Can This Bounded Buffer Deadlock?

Background

A classic bounded buffer allows multiple producers and consumers to share access to a fixed-size queue. In this Java implementation, threads use wait() and notify() to coordinate access.

Important properties:

  • wait() suspends the current thread until it is notified.
  • notify() wakes one thread waiting on the same monitor.
  • All threads synchronize on a single shared lock object.
  • There is no explicit condition variable: all threads wait on the same monitor.

Scenario

The following implementation runs with multiple producer and consumer threads:

class BoundedBuffer {
    private final Queue<Integer> buffer = new LinkedList<>();
    private final int CAPACITY = 5;
    private final Object lock = new Object();

    public void produce(int item) throws InterruptedException {
        synchronized (lock) {
            while (buffer.size() == CAPACITY)
                lock.wait();

            buffer.add(item);
            lock.notify(); // wake up one thread
        }
    }

    public int consume() throws InterruptedException {
        synchronized (lock) {
            while (buffer.isEmpty())
                lock.wait();

            int item = buffer.remove();
            lock.notify(); // wake up one thread
            return item;
        }
    }
}

At first glance, using notify() (not notifyAll()) seems risky: it wakes an arbitrary thread, even if that thread can’t make progress. What if producer mistakenly wake up another producer thread instead of a consumer thread?

(Recorded data)
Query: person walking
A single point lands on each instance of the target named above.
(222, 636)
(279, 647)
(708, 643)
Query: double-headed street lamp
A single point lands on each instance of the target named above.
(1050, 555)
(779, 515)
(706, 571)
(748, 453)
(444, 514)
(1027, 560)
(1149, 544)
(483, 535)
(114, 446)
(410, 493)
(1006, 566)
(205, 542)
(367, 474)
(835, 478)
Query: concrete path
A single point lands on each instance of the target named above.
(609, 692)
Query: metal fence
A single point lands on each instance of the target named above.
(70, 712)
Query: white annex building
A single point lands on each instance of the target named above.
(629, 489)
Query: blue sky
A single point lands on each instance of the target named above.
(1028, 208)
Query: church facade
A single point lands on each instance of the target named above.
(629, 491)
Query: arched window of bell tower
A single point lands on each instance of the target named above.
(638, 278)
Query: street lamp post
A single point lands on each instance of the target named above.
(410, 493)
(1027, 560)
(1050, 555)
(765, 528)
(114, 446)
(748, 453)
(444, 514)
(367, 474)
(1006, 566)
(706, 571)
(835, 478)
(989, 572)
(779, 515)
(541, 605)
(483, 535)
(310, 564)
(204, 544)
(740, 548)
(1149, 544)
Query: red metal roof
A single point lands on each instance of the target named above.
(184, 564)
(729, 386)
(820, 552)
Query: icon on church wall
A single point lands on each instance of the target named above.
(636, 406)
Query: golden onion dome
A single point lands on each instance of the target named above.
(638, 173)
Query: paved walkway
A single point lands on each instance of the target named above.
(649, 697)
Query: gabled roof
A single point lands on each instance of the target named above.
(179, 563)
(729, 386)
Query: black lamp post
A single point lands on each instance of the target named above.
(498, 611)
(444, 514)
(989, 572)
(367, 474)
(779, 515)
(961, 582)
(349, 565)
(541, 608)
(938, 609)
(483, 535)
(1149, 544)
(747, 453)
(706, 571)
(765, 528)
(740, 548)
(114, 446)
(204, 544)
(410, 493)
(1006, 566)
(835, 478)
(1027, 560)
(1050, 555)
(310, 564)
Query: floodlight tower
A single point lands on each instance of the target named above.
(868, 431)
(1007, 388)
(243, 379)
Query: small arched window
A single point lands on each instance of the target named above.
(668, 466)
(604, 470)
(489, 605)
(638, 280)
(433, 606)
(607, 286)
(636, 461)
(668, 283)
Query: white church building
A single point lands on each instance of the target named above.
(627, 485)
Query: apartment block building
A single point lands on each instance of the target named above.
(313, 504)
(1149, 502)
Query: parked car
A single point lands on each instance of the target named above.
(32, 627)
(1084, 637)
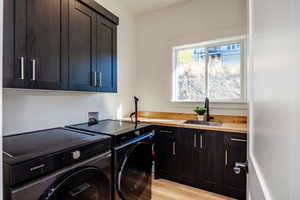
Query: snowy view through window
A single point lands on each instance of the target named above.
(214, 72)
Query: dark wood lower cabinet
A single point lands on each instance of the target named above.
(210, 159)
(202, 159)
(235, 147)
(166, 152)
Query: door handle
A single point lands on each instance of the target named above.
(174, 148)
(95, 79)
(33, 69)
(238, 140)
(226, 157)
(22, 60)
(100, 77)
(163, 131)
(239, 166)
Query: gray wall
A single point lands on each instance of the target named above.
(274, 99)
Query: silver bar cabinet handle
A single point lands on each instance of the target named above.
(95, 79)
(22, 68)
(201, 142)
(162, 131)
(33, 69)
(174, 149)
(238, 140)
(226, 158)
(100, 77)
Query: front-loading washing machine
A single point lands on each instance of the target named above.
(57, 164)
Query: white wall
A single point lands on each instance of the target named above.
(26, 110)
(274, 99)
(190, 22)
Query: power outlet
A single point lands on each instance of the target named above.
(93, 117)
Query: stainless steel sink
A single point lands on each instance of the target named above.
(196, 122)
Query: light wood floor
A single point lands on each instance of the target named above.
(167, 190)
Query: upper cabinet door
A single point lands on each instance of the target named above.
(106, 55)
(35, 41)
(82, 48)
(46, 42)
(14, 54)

==

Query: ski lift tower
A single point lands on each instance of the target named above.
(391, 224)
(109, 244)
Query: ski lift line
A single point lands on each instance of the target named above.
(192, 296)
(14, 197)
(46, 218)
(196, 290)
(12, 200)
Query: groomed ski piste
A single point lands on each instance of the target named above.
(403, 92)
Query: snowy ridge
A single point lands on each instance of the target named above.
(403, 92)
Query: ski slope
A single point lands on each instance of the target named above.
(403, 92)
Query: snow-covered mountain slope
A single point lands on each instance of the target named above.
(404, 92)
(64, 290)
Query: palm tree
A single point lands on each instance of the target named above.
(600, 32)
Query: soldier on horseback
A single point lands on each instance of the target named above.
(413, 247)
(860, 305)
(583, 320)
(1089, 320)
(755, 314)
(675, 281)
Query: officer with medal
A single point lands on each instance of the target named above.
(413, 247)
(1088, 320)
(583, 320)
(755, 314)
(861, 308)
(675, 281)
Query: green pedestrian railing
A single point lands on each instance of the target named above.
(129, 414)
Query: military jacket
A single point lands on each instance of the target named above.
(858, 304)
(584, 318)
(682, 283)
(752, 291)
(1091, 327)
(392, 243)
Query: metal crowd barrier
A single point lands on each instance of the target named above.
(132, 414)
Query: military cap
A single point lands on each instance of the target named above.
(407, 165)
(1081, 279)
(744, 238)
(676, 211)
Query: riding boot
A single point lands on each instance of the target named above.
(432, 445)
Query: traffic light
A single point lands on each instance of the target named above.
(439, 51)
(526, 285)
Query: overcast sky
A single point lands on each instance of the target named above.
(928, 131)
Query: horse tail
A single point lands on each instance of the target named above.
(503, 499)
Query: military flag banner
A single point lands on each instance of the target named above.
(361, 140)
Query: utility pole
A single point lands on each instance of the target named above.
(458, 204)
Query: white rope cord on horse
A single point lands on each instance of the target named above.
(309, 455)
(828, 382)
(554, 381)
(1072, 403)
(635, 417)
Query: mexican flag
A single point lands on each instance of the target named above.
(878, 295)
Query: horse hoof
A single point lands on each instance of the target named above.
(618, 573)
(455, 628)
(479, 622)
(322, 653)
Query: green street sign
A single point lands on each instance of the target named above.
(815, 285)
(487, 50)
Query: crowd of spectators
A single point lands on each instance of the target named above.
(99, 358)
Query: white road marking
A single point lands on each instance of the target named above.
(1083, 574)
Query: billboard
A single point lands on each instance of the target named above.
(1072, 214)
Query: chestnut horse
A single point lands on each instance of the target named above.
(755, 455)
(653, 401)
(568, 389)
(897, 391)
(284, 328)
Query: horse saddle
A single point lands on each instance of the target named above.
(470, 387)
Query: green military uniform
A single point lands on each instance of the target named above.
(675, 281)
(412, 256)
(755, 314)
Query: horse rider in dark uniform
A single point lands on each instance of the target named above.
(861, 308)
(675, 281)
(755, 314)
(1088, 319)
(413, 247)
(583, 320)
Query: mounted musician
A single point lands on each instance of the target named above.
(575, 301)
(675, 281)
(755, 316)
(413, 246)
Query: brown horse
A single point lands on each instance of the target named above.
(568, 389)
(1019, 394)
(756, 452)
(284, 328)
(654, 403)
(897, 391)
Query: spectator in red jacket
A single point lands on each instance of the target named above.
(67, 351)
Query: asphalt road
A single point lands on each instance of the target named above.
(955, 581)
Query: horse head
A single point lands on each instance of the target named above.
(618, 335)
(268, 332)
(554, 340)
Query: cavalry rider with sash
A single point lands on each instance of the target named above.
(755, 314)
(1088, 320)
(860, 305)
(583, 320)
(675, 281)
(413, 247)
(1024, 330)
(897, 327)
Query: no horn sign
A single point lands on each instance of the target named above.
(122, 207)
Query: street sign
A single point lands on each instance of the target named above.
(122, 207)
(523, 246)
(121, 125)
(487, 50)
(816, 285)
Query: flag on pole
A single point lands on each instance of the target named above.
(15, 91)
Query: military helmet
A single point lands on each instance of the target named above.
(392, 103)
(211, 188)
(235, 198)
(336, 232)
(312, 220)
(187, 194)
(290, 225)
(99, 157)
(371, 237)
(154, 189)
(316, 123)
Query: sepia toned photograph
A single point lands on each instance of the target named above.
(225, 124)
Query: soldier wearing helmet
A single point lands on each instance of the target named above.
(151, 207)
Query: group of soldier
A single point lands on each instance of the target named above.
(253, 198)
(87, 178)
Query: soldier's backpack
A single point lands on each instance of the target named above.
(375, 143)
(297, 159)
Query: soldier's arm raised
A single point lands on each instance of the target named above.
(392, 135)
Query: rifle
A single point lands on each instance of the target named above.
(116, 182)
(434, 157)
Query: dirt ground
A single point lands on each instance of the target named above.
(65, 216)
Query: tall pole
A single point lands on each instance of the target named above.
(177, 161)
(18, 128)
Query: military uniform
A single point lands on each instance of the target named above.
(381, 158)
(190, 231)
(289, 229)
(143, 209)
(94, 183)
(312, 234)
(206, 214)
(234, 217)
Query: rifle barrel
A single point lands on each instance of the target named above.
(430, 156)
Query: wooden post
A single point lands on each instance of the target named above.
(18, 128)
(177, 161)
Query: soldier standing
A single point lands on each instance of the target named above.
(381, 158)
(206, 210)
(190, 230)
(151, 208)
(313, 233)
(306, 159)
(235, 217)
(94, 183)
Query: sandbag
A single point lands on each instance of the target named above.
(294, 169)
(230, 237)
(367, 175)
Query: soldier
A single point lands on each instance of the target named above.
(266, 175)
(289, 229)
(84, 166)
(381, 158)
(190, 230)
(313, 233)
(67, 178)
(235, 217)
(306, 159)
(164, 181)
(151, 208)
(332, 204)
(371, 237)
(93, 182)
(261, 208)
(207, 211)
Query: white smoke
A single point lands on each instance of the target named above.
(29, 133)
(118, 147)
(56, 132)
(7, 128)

▶ [To do]:
(1) Rewrite everything in the bounded buffer passage from "buffer.add(item);" down to "while (buffer.isEmpty())", replacing "consume" with "take".
(2) In the bounded buffer passage, what does notify() do?

▶ [Exercise results]:
(1)
buffer.add(item);
            lock.notify(); // wake up one thread
        }
    }

    public int take() throws InterruptedException {
        synchronized (lock) {
            while (buffer.isEmpty())

(2) It wakes one thread waiting on the same monitor.